» **Given data**:

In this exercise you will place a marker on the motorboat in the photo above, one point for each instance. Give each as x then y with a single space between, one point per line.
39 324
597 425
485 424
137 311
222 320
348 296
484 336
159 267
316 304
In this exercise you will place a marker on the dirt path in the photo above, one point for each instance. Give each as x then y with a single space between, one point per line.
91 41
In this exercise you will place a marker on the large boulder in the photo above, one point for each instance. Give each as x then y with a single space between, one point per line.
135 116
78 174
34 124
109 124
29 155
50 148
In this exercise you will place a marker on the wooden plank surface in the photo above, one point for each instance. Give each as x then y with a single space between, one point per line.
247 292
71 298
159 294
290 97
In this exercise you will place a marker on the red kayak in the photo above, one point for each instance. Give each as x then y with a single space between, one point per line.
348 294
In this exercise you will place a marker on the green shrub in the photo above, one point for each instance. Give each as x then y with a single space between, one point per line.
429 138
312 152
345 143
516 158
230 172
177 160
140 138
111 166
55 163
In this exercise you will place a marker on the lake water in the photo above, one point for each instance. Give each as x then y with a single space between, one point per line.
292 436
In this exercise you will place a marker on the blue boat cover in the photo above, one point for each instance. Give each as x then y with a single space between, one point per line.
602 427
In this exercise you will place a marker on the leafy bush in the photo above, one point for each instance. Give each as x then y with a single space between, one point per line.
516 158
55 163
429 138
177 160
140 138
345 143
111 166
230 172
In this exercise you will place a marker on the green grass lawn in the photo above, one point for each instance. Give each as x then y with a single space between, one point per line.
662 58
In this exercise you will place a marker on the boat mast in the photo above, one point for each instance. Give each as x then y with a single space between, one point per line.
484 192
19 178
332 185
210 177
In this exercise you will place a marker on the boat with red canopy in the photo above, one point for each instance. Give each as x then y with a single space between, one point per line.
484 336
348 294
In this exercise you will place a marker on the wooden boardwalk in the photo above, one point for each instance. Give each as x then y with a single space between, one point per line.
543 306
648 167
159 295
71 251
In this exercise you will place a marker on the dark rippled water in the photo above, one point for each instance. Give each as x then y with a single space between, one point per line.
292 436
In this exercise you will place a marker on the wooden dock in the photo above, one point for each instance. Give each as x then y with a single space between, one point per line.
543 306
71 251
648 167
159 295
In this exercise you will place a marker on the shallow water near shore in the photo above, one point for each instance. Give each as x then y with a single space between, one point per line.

» **Assigned task**: Pull out every line from the one with "the wooden dock" to the end of the listing, and output only those.

» **Written answer**:
In this exercise you will place a marker on the wooden dock in the photo above, one point for each instance. Give each as x then y with a single space between, one point per line.
543 306
71 251
648 167
159 295
In this exercise you will place a marker on the shallow water near shore in the photo above, one point for each instance. Give each as x then y with a single space between, one point per line.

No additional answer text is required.